■ EXTRACT ■
◆ ◆ ◆ ◆ ◆ ◆ ◆

In fact, so far there’s been very little for a physics geek to latch onto. The latest episode finally has some science jargon, some of which is worth connecting to the real world. They mention the “national linear accelerator project” in passing, a reference to the real-life International Linear Collider project. The ILC is the “precision machine” that we hope to build to follow-up on the LHC. Next, the show’s pair of dubious physicists suspect that their experiments on “proton wakefield acceleration” was the cause of the show’s eponymous “flashfoward” event. Proton wakefield accelearation is a promising, if very nascent, avenue of research which could become the basis of particle colliders in the far future. For more about this, see SLAC’s FAQ on Flashforward.
It’s a bummer that the show’s physicists appear to have questionable morals (are they villains?), but the scene where they settle an argument by playing high-stakes poker is rather unlikely given the state of university budgets these days. (Though this doesn’t mean that being and academic isn’t a great job.) There is, however, one notable example in my mind: Michael Binger, who finished third at the World Series of Poker just after graduating from Stanford with a PhD in particle physics.
I can’t really tell if I like the show or not. The whole premise of a collective glimpse into the future is a novel plot device and there’s plenty of thick drama, but I’m not sure yet if it all comes together a good story. In other words, I’m not sure if this is going to replace Battlestar Galactica as mainstream science fiction. On a random sci-fi note, a new season of Dr. Who premiers soon. The previews promise the return of the “weeping angels,” which are my favorite examples of science fiction taking liberties with real science in order to develop a fantastic story.
Finally, the NCAA basketball tournament is looming, but in the professional league I should mention my support for my hometown Los Angeles Lakers. (This might impair my chances of landing a nice post-doc in any university in Boston.) They haven’t been playing that well recently, but hopefully things pick up. The connection to the LHC? Starting center Andrew Bynum has said that his favorite subject in high school was physics.
Anyway, that’s it for my adventures watching television.

◆ ◆ ◆ ◆ ◆ ◆ ◆

■ WHAT YOU SHOULD DO ■
Using the text about Flashforward above, answer each question:
1. Which real-life project does the show's "national linear accelerator project" refer to?
2. In what place did Michael Binger finish at the World Series of Poker?
3. What was Andrew Bynum's favorite subject in high school?

◆ ◆ ◆ ◆ ◆ ◆ ◆

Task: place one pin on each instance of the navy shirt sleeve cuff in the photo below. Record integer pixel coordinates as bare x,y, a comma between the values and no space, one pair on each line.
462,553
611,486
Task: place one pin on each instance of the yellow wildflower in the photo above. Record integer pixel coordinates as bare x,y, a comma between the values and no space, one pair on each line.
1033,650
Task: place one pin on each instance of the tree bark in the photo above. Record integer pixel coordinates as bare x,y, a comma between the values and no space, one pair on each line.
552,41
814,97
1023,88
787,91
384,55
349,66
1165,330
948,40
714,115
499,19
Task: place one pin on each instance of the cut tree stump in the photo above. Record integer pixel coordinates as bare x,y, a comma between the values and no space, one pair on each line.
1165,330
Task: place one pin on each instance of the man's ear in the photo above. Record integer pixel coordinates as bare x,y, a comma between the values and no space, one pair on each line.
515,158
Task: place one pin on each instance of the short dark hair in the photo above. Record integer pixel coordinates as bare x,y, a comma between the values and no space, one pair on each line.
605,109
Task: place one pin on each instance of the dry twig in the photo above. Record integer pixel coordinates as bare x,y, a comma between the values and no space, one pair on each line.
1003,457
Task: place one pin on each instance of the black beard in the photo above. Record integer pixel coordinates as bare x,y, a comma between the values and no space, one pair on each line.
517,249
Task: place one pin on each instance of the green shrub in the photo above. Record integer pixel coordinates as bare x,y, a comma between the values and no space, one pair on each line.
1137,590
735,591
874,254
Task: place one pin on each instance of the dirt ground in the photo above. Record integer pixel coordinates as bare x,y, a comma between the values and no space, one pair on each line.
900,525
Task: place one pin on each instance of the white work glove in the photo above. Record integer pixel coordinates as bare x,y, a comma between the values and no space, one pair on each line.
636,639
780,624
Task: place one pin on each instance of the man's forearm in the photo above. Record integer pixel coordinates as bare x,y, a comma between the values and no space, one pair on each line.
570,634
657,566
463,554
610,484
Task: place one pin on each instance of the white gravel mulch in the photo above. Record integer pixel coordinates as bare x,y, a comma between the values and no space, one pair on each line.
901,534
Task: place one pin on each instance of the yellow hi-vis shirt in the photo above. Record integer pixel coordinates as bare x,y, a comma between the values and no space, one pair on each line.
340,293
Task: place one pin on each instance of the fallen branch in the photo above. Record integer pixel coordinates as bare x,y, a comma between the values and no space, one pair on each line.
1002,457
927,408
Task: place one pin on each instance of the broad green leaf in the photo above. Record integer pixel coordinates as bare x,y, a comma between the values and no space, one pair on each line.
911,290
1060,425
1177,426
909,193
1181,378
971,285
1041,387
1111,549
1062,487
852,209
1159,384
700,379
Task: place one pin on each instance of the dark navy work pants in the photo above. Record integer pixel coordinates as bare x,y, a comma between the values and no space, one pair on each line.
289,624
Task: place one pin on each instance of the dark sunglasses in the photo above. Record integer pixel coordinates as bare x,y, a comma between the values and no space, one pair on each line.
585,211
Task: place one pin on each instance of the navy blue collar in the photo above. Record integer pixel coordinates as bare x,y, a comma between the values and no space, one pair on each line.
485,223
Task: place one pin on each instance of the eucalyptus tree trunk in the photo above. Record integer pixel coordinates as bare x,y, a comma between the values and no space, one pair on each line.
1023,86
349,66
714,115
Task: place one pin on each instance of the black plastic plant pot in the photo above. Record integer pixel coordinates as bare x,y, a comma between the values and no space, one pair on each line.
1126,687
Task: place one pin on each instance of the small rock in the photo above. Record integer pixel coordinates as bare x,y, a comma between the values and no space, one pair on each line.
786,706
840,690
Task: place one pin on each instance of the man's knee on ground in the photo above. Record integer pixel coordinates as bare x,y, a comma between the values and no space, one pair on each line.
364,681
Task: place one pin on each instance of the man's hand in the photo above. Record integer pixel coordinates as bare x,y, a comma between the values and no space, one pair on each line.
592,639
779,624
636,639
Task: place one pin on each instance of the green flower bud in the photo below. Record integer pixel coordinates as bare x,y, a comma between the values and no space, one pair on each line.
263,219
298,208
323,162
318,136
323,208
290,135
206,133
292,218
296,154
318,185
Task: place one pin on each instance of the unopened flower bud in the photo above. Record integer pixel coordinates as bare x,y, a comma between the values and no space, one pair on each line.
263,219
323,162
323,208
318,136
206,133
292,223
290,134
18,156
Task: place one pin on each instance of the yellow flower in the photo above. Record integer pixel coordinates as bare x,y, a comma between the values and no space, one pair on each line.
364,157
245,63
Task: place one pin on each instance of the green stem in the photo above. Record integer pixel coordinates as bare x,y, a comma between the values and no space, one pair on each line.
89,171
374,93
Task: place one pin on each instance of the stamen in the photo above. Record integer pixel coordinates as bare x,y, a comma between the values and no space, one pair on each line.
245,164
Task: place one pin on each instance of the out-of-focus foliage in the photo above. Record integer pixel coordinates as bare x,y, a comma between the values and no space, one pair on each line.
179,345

◆ ◆ ◆ ◆ ◆ ◆ ◆

■ TASK RESPONSE ■
1. The International Linear Collider project.
2. Third.
3. Physics.